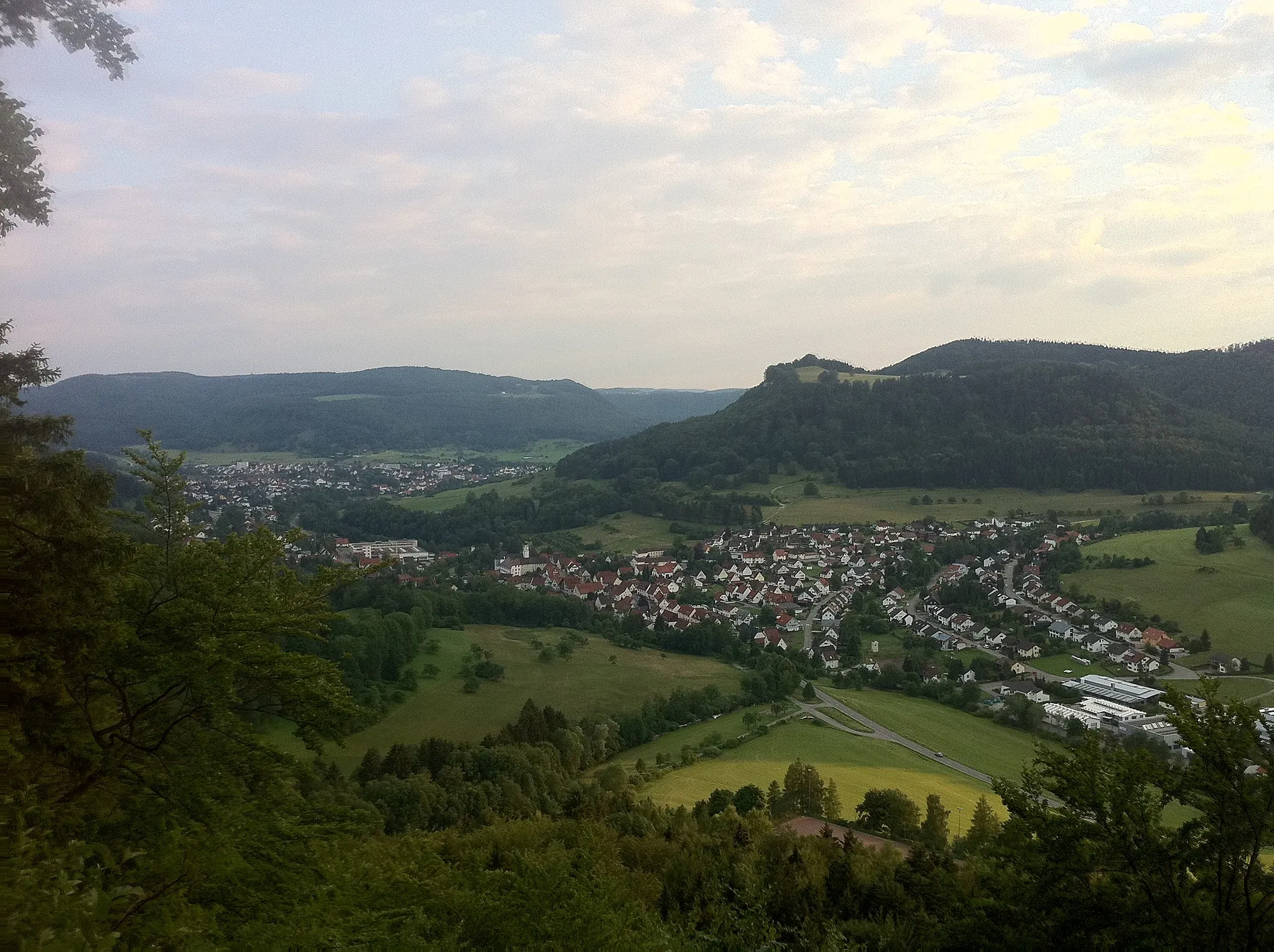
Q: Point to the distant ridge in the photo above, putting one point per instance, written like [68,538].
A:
[1036,414]
[323,413]
[1236,381]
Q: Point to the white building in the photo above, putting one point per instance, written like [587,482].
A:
[1110,711]
[1115,690]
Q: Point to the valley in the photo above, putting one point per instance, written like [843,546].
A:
[1230,593]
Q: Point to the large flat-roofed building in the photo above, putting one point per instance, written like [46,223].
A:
[402,549]
[1058,716]
[1115,690]
[1110,711]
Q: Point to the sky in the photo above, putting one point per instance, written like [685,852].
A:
[646,193]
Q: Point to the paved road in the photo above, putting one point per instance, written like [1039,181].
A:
[1176,672]
[882,733]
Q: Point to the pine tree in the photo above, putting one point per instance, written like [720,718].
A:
[803,789]
[831,802]
[775,800]
[933,831]
[984,826]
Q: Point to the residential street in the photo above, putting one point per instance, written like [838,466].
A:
[809,621]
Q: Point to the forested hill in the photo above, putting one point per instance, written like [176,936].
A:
[1236,381]
[1008,424]
[653,407]
[388,408]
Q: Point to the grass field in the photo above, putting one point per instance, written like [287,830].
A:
[1060,665]
[839,504]
[727,726]
[1235,603]
[450,498]
[855,763]
[891,646]
[1241,689]
[587,683]
[975,742]
[626,532]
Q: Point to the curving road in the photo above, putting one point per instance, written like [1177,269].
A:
[882,733]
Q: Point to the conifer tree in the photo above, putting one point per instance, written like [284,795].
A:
[831,802]
[933,831]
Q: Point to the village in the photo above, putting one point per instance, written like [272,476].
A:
[255,488]
[790,588]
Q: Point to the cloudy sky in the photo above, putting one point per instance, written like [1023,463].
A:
[654,193]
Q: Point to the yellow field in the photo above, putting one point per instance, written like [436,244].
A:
[855,763]
[626,532]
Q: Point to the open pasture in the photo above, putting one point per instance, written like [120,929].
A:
[589,682]
[972,741]
[1232,597]
[626,532]
[855,763]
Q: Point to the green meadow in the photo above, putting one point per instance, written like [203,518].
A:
[1230,593]
[855,763]
[589,682]
[972,741]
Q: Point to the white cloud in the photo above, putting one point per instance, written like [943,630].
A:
[244,81]
[628,172]
[426,93]
[1032,32]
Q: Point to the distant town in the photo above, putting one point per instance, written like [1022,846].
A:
[254,488]
[793,589]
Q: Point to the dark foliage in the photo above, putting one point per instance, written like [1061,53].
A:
[1262,523]
[1236,383]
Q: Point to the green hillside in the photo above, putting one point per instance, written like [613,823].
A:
[855,763]
[589,682]
[1236,383]
[386,408]
[1230,593]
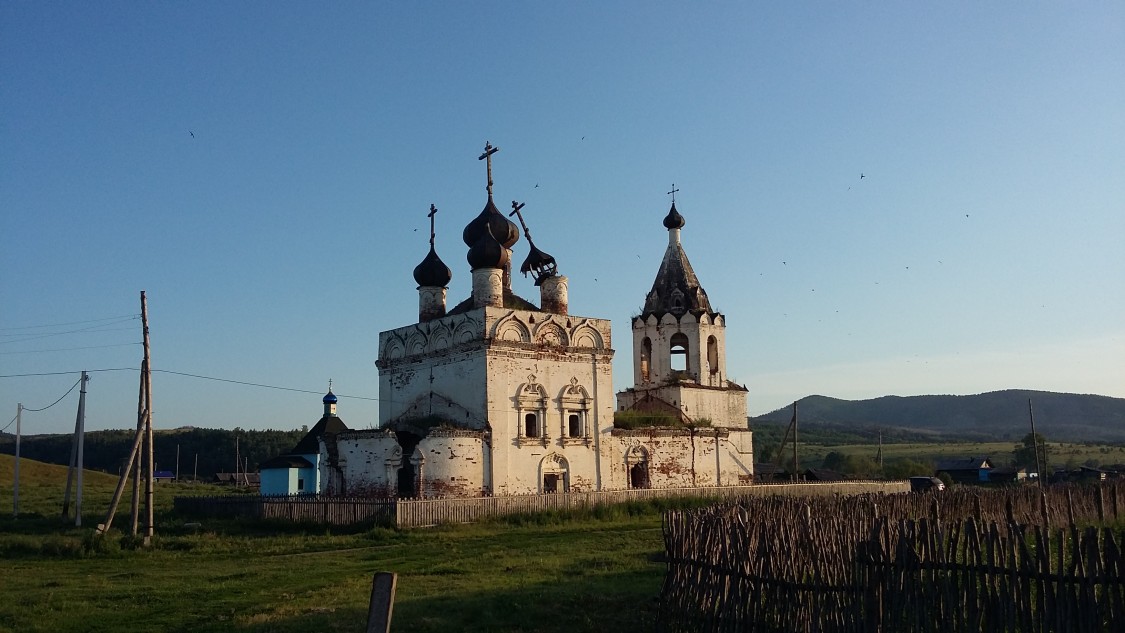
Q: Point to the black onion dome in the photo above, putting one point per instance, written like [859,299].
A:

-=-=-=-=-

**Short problem:** Lay out the stretch from the line containing "Q: Point to the green meadow" through the end of the records as a Markdown table with columns Row and Line, giving each line its row number. Skip blank lines and leave the pictures out.

**Result:**
| Row | Line |
|---|---|
| 1 | Q: Point to the green meadow in the photo above, putting one point per instance, written like [203,518]. |
| 2 | A: |
| 3 | [1230,593] |
| 4 | [855,763] |
| 5 | [589,682] |
| 6 | [972,741] |
| 7 | Q: Point to the white cloud in the photo above, putting one point per instance, written like [943,630]. |
| 8 | A: |
| 9 | [244,81] |
| 10 | [628,172] |
| 11 | [426,93] |
| 12 | [1032,32] |
| 13 | Q: Point to the distant town in the photo above, putting one point per instance, written like [1022,846]. |
| 14 | A: |
| 15 | [254,488] |
| 16 | [793,589] |
| 17 | Q: Point to the dark foliage in the photo above, putting one point per instance, written like [1061,53]. |
| 18 | A: |
| 19 | [1262,523] |
| 20 | [1236,383] |
| 21 | Q: Point to the green hillside in the photo above, putting one point per instance, written like [613,823]. |
| 22 | A: |
| 23 | [855,763] |
| 24 | [589,682] |
| 25 | [1236,383] |
| 26 | [386,408] |
| 27 | [1230,593] |
| 28 | Q: Point to the black onion dome in the photo above, putting one point per instance, written like [859,299]. |
| 29 | A: |